• TASK
Copy out the records below without changes, from the line that contains "Highlight-reel tagging: indicate the car windshield" through the end of the records, including both ends, and leave out the pictures.

--- DATASET RECORDS ---

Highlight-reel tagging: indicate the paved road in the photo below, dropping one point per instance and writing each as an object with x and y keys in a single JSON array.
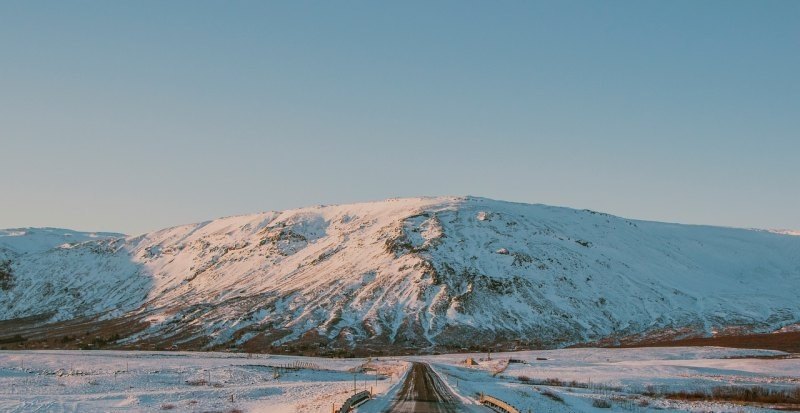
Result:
[{"x": 424, "y": 392}]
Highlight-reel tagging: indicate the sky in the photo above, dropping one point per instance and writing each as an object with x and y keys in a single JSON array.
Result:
[{"x": 134, "y": 116}]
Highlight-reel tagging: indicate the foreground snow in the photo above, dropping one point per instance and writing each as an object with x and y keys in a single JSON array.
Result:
[{"x": 148, "y": 381}]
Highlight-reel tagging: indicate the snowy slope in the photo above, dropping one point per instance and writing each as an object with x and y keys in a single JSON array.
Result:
[{"x": 450, "y": 271}]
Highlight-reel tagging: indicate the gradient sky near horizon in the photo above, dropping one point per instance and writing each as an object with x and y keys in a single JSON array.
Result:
[{"x": 133, "y": 116}]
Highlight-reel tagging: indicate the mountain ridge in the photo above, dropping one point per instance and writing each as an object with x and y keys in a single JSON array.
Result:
[{"x": 423, "y": 273}]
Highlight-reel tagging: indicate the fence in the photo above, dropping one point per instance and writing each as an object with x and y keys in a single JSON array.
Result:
[{"x": 354, "y": 401}]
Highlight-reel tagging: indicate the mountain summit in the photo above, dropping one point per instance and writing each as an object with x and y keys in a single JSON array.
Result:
[{"x": 416, "y": 273}]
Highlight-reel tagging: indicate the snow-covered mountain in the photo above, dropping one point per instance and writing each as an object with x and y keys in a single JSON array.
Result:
[{"x": 447, "y": 271}]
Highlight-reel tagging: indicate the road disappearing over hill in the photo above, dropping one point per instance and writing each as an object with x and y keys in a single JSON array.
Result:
[{"x": 424, "y": 391}]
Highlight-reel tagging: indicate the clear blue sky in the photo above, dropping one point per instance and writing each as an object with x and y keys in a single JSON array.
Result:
[{"x": 132, "y": 116}]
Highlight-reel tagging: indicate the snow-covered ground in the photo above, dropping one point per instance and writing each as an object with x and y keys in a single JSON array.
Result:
[
  {"x": 86, "y": 381},
  {"x": 619, "y": 376},
  {"x": 181, "y": 381}
]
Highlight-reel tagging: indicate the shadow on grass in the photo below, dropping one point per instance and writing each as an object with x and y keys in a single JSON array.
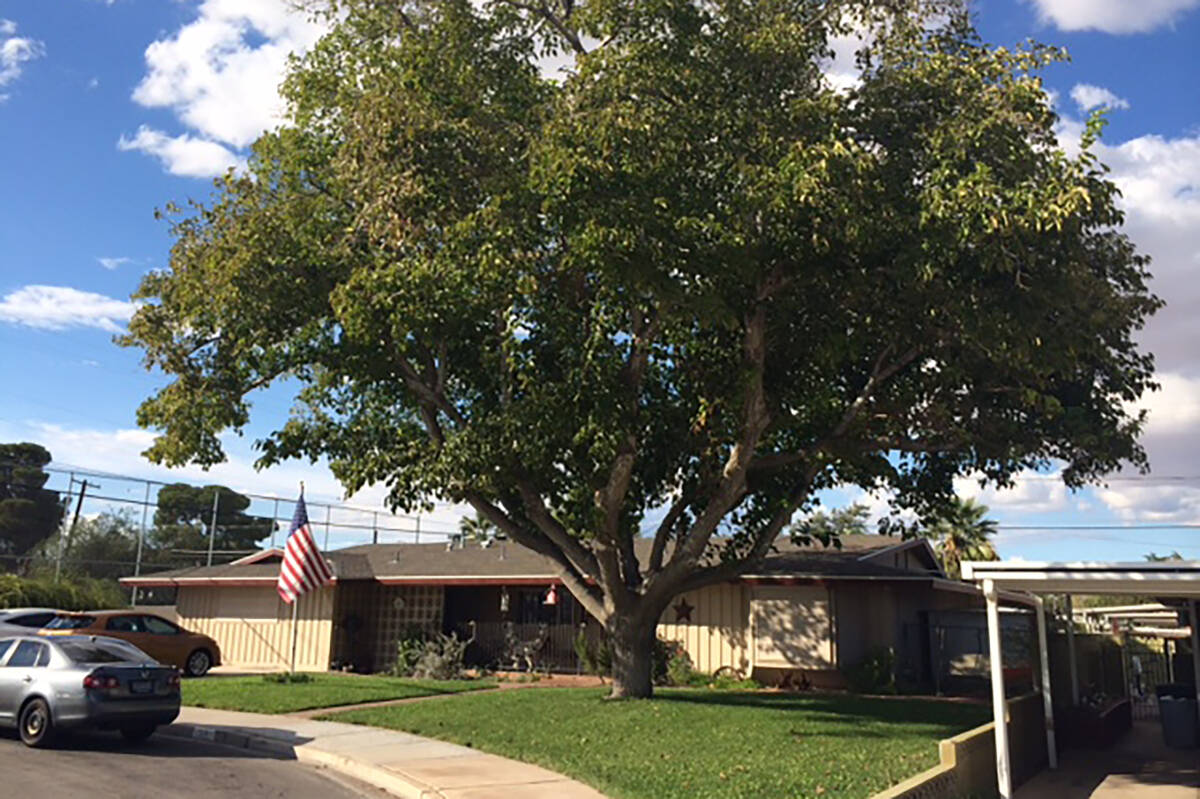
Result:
[{"x": 843, "y": 708}]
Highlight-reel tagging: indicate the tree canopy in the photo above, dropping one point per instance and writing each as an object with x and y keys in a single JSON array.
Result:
[
  {"x": 677, "y": 289},
  {"x": 29, "y": 512}
]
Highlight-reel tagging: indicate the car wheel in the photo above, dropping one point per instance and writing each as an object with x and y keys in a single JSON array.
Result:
[
  {"x": 137, "y": 734},
  {"x": 35, "y": 724},
  {"x": 198, "y": 664}
]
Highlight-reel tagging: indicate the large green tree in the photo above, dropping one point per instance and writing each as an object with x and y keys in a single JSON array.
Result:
[
  {"x": 183, "y": 520},
  {"x": 29, "y": 512},
  {"x": 688, "y": 280}
]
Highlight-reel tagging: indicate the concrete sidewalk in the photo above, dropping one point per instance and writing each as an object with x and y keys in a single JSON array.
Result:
[{"x": 400, "y": 763}]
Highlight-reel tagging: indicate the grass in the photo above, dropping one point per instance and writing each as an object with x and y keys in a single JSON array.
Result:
[
  {"x": 268, "y": 695},
  {"x": 688, "y": 744}
]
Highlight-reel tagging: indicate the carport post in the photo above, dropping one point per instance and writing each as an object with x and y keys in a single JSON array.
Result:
[
  {"x": 1047, "y": 700},
  {"x": 999, "y": 707},
  {"x": 1195, "y": 649},
  {"x": 1071, "y": 654}
]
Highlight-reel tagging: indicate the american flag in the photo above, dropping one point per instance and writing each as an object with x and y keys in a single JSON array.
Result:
[{"x": 303, "y": 569}]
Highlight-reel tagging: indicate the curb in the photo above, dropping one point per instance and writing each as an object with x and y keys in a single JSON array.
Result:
[{"x": 387, "y": 781}]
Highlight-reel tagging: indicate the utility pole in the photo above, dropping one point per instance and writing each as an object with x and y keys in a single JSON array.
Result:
[
  {"x": 65, "y": 550},
  {"x": 213, "y": 523},
  {"x": 142, "y": 536},
  {"x": 63, "y": 535}
]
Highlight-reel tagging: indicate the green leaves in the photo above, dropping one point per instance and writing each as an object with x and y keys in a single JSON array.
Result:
[{"x": 575, "y": 298}]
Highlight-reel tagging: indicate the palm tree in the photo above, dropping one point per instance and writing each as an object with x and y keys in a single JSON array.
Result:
[{"x": 961, "y": 534}]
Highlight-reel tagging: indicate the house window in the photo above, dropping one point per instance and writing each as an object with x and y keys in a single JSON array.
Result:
[{"x": 532, "y": 608}]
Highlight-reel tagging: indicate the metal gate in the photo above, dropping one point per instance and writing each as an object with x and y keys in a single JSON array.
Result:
[{"x": 1147, "y": 665}]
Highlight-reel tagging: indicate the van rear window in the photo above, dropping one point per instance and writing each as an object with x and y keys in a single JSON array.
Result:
[
  {"x": 101, "y": 653},
  {"x": 70, "y": 622}
]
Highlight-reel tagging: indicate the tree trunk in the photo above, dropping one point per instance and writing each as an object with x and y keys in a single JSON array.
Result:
[{"x": 633, "y": 658}]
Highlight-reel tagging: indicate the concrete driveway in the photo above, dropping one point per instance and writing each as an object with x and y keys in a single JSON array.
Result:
[
  {"x": 94, "y": 766},
  {"x": 1137, "y": 767}
]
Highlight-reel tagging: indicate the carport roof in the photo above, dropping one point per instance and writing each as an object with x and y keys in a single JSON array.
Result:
[{"x": 1156, "y": 578}]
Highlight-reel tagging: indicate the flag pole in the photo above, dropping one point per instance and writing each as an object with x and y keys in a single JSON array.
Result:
[
  {"x": 295, "y": 610},
  {"x": 295, "y": 622}
]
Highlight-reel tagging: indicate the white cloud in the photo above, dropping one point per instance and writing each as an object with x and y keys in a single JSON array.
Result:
[
  {"x": 59, "y": 307},
  {"x": 220, "y": 73},
  {"x": 1113, "y": 16},
  {"x": 1087, "y": 97},
  {"x": 181, "y": 155},
  {"x": 15, "y": 53},
  {"x": 1032, "y": 493}
]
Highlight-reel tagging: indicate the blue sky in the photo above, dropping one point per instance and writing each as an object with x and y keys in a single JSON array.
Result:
[{"x": 111, "y": 108}]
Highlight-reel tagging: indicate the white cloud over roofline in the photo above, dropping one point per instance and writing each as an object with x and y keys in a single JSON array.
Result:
[
  {"x": 61, "y": 307},
  {"x": 15, "y": 53},
  {"x": 1113, "y": 16},
  {"x": 1087, "y": 97},
  {"x": 181, "y": 155}
]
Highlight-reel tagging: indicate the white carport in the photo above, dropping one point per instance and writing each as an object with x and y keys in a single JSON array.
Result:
[{"x": 1158, "y": 580}]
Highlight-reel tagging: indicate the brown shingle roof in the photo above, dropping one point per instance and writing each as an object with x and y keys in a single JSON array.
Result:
[{"x": 505, "y": 559}]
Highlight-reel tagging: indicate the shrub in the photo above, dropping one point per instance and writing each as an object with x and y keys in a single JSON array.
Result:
[
  {"x": 874, "y": 674},
  {"x": 287, "y": 677},
  {"x": 436, "y": 658},
  {"x": 681, "y": 671},
  {"x": 408, "y": 652},
  {"x": 69, "y": 594}
]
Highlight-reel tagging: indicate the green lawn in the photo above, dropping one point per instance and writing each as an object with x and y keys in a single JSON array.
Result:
[
  {"x": 256, "y": 695},
  {"x": 690, "y": 744}
]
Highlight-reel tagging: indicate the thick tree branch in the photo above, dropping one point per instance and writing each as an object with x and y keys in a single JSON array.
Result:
[
  {"x": 575, "y": 581},
  {"x": 731, "y": 487},
  {"x": 558, "y": 23}
]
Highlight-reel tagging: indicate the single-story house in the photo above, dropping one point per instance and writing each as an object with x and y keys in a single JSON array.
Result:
[{"x": 807, "y": 613}]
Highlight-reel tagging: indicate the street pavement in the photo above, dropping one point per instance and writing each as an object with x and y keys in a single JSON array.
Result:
[{"x": 99, "y": 766}]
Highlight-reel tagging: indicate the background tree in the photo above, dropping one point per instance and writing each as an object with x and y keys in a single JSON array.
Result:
[
  {"x": 690, "y": 277},
  {"x": 184, "y": 514},
  {"x": 103, "y": 546},
  {"x": 29, "y": 512},
  {"x": 829, "y": 528},
  {"x": 963, "y": 532}
]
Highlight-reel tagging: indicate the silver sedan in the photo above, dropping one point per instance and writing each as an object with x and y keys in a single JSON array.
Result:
[{"x": 70, "y": 682}]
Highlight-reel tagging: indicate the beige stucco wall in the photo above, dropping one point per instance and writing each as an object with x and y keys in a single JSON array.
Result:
[
  {"x": 253, "y": 626},
  {"x": 718, "y": 632},
  {"x": 744, "y": 626}
]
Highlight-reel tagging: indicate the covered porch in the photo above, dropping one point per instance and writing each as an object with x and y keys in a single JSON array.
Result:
[{"x": 1137, "y": 766}]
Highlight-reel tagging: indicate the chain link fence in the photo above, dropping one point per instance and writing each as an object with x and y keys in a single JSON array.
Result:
[{"x": 112, "y": 527}]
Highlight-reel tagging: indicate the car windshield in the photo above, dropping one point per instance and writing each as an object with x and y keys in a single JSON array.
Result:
[
  {"x": 70, "y": 622},
  {"x": 102, "y": 652}
]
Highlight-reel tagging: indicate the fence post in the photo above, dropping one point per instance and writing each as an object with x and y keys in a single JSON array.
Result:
[
  {"x": 142, "y": 535},
  {"x": 329, "y": 509},
  {"x": 213, "y": 523}
]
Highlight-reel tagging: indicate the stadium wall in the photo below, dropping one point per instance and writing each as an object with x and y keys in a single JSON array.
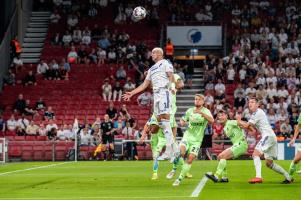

---

• EXPECTED OUTPUT
Highlight-reel tagging: indicate the car windshield in the photo above, dropping one point per instance and writing each as an object with x and y keys in a single JSON array.
Result:
[
  {"x": 70, "y": 622},
  {"x": 102, "y": 652}
]
Highlight-reel tagging: indicate the fence post in the photo above, dropping one point per instance and writing each as an object with x and y keys in a single JSON array.
Result:
[
  {"x": 142, "y": 535},
  {"x": 329, "y": 509},
  {"x": 213, "y": 523}
]
Highlight-reel tagging: indicate the stadium wall in the photo below, dropping one point per instance and writing each as an object with x and y keys in a single JSON array.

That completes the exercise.